- DATI REGISTRATI:
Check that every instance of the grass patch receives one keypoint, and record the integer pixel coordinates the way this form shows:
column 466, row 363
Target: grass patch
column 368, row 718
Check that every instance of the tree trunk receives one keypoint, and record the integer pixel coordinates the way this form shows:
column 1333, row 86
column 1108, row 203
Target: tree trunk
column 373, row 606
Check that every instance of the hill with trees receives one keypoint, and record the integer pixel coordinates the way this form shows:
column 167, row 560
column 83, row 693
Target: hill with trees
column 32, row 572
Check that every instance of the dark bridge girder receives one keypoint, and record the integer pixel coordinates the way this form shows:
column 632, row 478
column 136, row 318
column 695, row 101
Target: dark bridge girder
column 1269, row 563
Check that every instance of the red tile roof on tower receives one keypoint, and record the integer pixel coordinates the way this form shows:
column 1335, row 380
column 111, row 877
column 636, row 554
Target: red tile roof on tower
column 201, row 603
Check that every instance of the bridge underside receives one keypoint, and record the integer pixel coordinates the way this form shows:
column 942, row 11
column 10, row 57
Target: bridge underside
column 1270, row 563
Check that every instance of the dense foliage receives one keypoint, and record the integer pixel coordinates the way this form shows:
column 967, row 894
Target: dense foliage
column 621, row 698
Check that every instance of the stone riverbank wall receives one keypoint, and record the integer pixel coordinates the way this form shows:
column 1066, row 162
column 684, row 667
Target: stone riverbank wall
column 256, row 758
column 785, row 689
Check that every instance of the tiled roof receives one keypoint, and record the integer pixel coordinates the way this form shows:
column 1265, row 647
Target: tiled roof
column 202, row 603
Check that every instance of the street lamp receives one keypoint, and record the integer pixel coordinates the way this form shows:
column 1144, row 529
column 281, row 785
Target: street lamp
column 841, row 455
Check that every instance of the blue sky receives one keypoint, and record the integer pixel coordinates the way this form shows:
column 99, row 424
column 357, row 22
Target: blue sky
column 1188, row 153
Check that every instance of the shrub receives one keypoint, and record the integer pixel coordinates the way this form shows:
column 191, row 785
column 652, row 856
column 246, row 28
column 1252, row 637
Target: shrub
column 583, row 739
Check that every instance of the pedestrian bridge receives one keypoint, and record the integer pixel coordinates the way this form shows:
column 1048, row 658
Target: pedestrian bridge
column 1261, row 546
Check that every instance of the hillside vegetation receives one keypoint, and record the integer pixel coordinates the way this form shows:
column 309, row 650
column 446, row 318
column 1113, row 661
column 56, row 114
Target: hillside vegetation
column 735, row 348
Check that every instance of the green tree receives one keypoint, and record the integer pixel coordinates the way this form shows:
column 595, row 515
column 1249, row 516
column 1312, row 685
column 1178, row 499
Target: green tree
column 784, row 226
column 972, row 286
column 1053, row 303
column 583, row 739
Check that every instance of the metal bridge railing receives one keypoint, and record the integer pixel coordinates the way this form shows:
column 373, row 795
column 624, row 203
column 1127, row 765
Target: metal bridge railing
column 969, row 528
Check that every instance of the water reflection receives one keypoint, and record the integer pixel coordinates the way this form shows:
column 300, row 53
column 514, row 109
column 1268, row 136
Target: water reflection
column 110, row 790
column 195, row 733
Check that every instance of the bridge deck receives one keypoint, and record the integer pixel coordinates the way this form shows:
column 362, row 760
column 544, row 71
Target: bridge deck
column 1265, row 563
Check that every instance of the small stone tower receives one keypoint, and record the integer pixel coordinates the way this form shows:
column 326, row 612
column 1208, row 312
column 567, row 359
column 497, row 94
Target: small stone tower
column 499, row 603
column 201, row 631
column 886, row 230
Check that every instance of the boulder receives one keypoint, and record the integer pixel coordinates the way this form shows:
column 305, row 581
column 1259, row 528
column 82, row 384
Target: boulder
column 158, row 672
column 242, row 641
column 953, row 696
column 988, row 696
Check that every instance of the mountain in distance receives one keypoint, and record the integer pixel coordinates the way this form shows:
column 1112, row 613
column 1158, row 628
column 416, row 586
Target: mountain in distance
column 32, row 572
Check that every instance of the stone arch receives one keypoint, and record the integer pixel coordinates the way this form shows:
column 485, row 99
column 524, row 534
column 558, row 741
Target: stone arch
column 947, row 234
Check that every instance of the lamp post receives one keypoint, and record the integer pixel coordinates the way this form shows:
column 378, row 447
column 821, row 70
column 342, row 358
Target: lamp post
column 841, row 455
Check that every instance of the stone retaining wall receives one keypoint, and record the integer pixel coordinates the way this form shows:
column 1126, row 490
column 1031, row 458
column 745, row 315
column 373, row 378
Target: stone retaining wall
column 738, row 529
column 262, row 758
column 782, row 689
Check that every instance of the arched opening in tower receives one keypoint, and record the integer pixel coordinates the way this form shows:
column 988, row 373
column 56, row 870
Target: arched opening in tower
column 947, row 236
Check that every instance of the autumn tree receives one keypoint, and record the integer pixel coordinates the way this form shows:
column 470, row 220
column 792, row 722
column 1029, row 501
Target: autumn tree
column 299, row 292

- ESERCIZIO PROPOSTO: Restituisci integralmente i dati riportati sopra, riga per riga, senza alcuna modifica.

- SOLUZIONE ESERCIZIO:
Check that every instance of the grass patch receives one keypoint, and record the integer pixel coordinates the way this form shows:
column 466, row 363
Target: grass patch
column 368, row 718
Check that every instance of the tree trunk receives one keypoint, and record the integer pixel coordinates the way this form shows:
column 1333, row 86
column 1108, row 203
Target: tree trunk
column 373, row 606
Check that every instance of the hill with trees receives one keypoint, and record the integer pixel coordinates the way this form shows:
column 167, row 560
column 83, row 693
Target: hill with trees
column 32, row 572
Check that every instance of the dark bridge girder receives one keypoint, and record the integer pixel coordinates the way this form shows:
column 632, row 478
column 136, row 318
column 695, row 101
Target: dark bridge girder
column 1269, row 563
Check that every instance of the red tile roof on tower receives one keypoint, and record the integer pixel coordinates the way this form shows:
column 1335, row 380
column 111, row 877
column 636, row 554
Target: red tile roof on tower
column 201, row 603
Check that every instance of the bridge underside receives one keypoint, and record the integer pixel coordinates the way this form shows:
column 942, row 11
column 10, row 57
Target: bridge underside
column 1270, row 563
Check that every instance of the dense foliage receives one keypoint, and record the integer pixel coordinates the way this form shows:
column 967, row 894
Target: dense foliage
column 621, row 698
Check that every instance of the stone riverbank wall receives one keypoint, and record the integer pixel coordinates the way this form shows:
column 1066, row 162
column 684, row 667
Target: stone riverbank wall
column 256, row 758
column 785, row 689
Check that every instance of the tiled roof receives one keypoint, and record the integer pixel coordinates the way this form shows:
column 1265, row 647
Target: tiled roof
column 202, row 603
Check that every instance of the street lamp receives one keypoint, and record the integer pixel coordinates the way this form shows:
column 1144, row 529
column 281, row 785
Target: street lamp
column 841, row 455
Check that every instance of the blue sky receives one keypoint, and record the integer pixel coordinates the way this form shows:
column 99, row 424
column 357, row 22
Target: blue sky
column 1188, row 153
Check that every instance of the shrub receives one keypoint, and record the integer pixel coordinates the way this form shows:
column 191, row 785
column 652, row 856
column 246, row 28
column 1252, row 637
Target: shrub
column 583, row 739
Check that every instance of the pedestrian bridge receives one keypoint, and record the integer pixel coordinates the way this form shows:
column 1048, row 658
Target: pedestrian bridge
column 1261, row 546
Check that every instance of the hillside vegetation receives one keypoint, and record the integer pixel coordinates the way this form shows:
column 309, row 650
column 446, row 318
column 1113, row 661
column 56, row 114
Target: hillside vegetation
column 735, row 348
Check that every instance of the green tree receives one keypoint, and record the integer pixel coordinates the way this form shows:
column 595, row 515
column 1249, row 516
column 1312, row 685
column 1178, row 499
Target: green tree
column 784, row 226
column 972, row 286
column 1053, row 303
column 583, row 739
Check that every instance of the metal bridge railing receives one keypoint, and record the integer pixel coordinates the way this form shows:
column 373, row 795
column 624, row 203
column 1127, row 765
Target: metal bridge railing
column 969, row 528
Check that every instance of the water reflection receives one keypoint, and record the integer pixel coordinates the way this form shows:
column 300, row 53
column 514, row 109
column 1268, row 136
Target: water reflection
column 110, row 790
column 195, row 733
Check that every instance of the bridge deck receives one keypoint, and record the integer pixel coordinates the way this form shows:
column 362, row 760
column 544, row 71
Target: bridge deck
column 1265, row 563
Check that every instance of the small stone tower receives one keypoint, and record the integer pixel coordinates the way this form shows:
column 326, row 612
column 1208, row 312
column 567, row 359
column 497, row 94
Target: small stone tower
column 499, row 603
column 201, row 631
column 886, row 230
Check that every instance of the boulder receives one keypoint, and record the integer pixel coordinates the way this form shows:
column 305, row 581
column 1259, row 528
column 82, row 384
Target: boulder
column 158, row 672
column 242, row 641
column 953, row 696
column 988, row 696
Check that every instance of the mountain in distance receives one keypoint, and record the integer pixel coordinates the way this form shows:
column 1112, row 613
column 1158, row 628
column 416, row 586
Target: mountain in distance
column 32, row 572
Check that every instance of the stone arch receives one keypoint, and record the integer pixel coordinates the way this form shows:
column 485, row 99
column 524, row 534
column 558, row 741
Target: stone arch
column 947, row 234
Check that every instance of the lamp post receives one keypoint, and record the integer pixel coordinates the way this form shows:
column 378, row 447
column 821, row 70
column 342, row 358
Target: lamp post
column 841, row 455
Check that every instance of the stone retaining wall receives one keypoint, and record the integer pixel coordinates the way this form shows:
column 1126, row 490
column 1031, row 458
column 745, row 315
column 373, row 378
Target: stone retaining wall
column 738, row 529
column 262, row 758
column 782, row 689
Check that every instance of the arched opening in tower receives one keypoint, and record the integer pixel coordinates the way this form shows:
column 988, row 373
column 56, row 870
Target: arched opening in tower
column 947, row 236
Check that every instance of the autumn tree receives one keypoint, and record the integer pixel coordinates the way this form shows:
column 470, row 220
column 792, row 722
column 1029, row 501
Target: autumn tree
column 299, row 292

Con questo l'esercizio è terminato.